** Opening SOURCE DATA block **

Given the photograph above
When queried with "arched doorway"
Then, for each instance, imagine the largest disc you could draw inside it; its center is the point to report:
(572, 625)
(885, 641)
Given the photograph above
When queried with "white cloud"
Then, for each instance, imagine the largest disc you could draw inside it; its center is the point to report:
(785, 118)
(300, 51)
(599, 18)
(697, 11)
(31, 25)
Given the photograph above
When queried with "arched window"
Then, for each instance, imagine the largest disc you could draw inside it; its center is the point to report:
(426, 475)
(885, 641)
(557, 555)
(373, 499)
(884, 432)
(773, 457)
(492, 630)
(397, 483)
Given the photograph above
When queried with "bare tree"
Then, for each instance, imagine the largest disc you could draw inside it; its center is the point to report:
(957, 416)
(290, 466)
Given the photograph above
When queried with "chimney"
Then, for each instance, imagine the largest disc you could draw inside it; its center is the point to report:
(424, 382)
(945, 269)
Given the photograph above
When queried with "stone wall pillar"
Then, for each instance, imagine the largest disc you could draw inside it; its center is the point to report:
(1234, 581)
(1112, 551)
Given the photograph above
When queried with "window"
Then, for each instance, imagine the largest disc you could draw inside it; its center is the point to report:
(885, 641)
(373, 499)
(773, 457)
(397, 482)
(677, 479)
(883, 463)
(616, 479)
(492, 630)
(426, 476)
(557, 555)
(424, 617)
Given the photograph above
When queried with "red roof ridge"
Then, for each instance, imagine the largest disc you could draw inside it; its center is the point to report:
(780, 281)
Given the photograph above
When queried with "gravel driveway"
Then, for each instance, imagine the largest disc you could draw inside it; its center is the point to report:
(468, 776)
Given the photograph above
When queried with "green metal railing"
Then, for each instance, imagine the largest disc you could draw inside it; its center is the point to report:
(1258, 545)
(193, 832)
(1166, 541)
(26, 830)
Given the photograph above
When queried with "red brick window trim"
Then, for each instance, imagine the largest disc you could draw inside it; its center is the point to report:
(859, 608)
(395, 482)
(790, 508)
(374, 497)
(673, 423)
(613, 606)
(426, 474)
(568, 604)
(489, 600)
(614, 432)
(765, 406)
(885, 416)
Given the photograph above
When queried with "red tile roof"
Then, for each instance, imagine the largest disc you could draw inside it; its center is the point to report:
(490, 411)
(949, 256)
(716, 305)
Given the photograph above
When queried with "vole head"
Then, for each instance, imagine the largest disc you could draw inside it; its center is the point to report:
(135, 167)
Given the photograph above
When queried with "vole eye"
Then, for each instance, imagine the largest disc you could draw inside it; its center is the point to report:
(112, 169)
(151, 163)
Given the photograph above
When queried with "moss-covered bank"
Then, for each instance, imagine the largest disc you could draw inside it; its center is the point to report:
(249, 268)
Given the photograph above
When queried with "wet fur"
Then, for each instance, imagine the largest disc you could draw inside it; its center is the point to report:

** Closing SOURCE DATA block **
** Opening SOURCE DATA block **

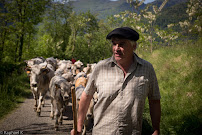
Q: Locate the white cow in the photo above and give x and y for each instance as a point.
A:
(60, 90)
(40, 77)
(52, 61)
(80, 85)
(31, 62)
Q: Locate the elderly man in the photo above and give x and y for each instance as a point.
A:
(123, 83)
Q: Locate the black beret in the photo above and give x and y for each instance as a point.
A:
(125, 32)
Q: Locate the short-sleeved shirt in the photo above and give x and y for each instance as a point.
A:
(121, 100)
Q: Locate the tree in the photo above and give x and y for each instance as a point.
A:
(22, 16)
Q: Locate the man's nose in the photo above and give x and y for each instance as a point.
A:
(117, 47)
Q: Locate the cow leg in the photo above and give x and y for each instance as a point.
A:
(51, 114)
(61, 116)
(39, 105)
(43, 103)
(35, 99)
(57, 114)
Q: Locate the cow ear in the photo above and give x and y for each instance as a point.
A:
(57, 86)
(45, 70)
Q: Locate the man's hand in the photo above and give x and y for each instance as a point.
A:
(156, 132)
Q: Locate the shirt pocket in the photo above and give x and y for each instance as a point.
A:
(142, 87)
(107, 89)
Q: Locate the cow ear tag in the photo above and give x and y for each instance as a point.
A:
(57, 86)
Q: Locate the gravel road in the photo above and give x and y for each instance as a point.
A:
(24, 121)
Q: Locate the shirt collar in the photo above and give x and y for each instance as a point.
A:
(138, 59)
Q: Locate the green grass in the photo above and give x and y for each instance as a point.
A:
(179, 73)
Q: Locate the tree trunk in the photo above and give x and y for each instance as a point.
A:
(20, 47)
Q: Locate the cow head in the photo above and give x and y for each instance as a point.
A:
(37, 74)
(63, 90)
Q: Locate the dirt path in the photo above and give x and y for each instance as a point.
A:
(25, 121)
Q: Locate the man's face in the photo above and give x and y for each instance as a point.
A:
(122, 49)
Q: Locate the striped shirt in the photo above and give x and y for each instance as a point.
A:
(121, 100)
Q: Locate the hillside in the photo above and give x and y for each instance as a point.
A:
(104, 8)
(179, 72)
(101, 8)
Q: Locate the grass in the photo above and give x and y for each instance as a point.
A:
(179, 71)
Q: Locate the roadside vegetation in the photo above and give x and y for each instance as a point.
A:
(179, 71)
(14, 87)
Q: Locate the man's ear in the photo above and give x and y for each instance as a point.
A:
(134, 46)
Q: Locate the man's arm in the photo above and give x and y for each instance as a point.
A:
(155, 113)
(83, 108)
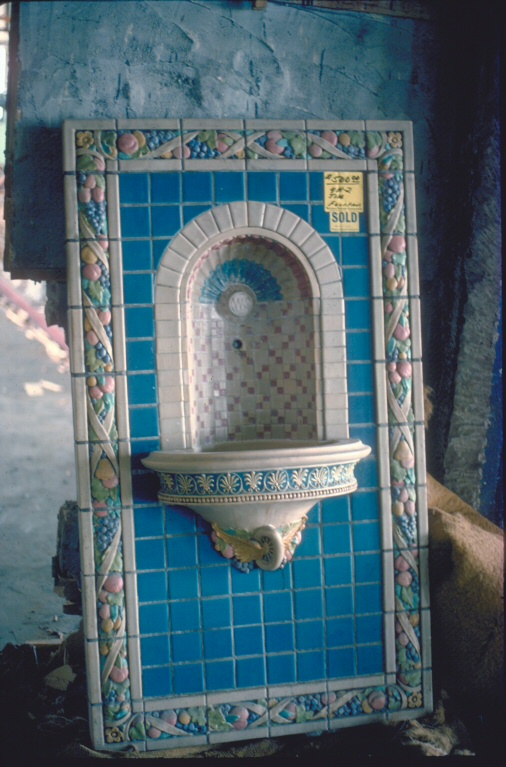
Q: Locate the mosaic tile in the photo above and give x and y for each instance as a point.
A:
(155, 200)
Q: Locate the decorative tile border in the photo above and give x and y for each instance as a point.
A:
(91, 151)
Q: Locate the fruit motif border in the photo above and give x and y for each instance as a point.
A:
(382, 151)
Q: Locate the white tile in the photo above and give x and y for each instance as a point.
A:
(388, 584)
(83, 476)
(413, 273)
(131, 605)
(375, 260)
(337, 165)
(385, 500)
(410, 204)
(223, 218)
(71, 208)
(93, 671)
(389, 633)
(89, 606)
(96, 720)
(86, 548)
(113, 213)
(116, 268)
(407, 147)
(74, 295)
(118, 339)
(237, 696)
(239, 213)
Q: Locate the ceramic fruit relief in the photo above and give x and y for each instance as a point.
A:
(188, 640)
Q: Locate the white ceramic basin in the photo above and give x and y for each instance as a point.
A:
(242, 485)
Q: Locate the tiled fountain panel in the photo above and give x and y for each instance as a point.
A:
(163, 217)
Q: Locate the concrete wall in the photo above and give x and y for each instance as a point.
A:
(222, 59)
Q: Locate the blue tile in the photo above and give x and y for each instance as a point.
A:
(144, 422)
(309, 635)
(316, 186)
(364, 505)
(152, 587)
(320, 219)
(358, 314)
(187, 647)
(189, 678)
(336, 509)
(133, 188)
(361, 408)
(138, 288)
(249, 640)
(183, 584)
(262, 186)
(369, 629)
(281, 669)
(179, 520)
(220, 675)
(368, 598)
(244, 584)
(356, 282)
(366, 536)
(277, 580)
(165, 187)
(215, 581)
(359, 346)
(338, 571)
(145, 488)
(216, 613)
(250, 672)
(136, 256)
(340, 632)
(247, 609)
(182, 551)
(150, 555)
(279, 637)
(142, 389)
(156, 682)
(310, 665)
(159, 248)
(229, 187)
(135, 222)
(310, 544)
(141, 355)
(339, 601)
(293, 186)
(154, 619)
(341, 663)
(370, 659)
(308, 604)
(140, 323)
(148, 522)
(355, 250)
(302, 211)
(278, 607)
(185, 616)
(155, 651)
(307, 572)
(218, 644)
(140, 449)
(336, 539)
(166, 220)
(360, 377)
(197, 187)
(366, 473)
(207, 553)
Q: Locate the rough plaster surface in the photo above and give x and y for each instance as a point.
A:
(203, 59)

** Closing SOURCE DATA block **
** Opening SOURCE DATA block **

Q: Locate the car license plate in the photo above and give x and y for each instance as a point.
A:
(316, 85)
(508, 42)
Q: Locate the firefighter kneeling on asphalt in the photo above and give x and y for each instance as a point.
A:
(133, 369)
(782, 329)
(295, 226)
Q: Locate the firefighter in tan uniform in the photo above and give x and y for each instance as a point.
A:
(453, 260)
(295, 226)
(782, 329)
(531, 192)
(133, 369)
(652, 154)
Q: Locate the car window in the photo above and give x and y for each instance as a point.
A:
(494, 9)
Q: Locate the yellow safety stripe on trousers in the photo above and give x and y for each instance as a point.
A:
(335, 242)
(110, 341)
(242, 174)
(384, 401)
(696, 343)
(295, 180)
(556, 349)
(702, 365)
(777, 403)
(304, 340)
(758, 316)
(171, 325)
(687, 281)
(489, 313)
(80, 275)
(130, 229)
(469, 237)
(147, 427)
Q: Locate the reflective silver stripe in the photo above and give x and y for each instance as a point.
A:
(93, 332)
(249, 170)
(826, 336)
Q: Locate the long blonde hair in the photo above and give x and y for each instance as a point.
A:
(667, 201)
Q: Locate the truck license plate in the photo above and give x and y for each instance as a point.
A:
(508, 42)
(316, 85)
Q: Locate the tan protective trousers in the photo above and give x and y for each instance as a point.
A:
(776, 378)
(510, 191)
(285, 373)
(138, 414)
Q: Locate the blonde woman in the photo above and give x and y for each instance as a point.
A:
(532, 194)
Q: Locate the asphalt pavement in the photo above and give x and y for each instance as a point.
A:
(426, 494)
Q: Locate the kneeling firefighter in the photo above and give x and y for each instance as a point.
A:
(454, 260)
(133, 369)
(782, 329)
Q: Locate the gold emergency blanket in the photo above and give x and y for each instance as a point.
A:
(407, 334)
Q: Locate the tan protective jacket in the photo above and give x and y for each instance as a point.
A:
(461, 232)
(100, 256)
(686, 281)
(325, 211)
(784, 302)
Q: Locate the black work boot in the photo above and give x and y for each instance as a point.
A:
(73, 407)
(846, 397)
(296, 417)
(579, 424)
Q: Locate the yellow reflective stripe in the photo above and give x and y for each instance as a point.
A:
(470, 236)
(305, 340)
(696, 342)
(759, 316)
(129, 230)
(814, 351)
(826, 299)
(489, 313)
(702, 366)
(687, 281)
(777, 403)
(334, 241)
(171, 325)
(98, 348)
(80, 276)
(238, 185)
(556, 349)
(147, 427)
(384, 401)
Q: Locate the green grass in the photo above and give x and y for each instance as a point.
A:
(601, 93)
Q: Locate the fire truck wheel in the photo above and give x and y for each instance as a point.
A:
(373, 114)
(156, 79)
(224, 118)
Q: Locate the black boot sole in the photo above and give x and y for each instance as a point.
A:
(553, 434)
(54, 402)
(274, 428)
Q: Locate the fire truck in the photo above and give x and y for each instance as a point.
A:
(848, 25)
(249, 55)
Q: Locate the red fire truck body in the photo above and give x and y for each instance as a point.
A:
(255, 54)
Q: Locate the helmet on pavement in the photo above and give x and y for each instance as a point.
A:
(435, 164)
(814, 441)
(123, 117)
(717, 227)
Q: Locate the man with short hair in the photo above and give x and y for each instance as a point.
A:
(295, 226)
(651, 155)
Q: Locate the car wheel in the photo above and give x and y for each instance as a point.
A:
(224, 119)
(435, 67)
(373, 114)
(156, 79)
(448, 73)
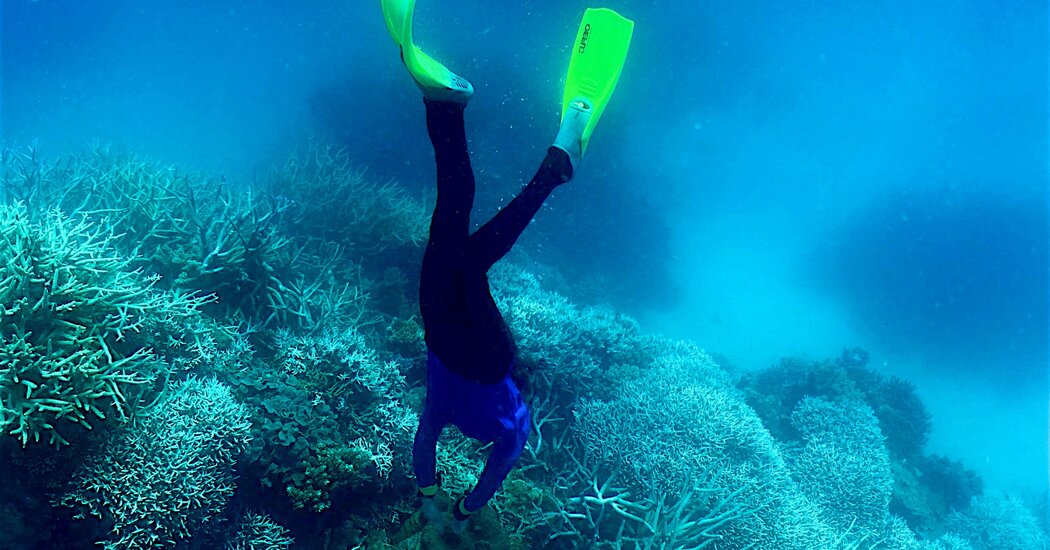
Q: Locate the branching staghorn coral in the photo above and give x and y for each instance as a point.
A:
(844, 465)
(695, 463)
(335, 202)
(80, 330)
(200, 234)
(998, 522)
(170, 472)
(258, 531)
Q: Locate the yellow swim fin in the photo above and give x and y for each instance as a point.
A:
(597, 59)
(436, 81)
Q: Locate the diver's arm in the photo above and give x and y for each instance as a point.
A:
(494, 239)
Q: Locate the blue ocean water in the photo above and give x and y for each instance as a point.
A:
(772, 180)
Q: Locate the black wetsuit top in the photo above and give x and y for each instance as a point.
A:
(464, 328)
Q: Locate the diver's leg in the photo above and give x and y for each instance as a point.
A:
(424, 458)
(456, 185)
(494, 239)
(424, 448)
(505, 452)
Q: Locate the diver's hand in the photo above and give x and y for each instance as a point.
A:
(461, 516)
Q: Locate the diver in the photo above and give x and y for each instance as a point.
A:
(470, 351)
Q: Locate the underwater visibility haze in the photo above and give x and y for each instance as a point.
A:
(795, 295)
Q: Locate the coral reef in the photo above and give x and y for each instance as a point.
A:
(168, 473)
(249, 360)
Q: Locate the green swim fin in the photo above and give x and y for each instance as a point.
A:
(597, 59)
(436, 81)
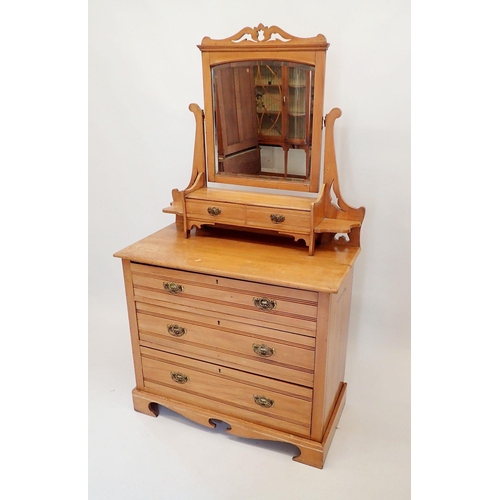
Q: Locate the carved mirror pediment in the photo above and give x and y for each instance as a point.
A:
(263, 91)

** Closing SOURCE DATA block **

- **WORK TO BE COMPLETED**
Exactly how many lines of the records above contain "swim"? Please state only the number.

- **TASK OUTPUT**
2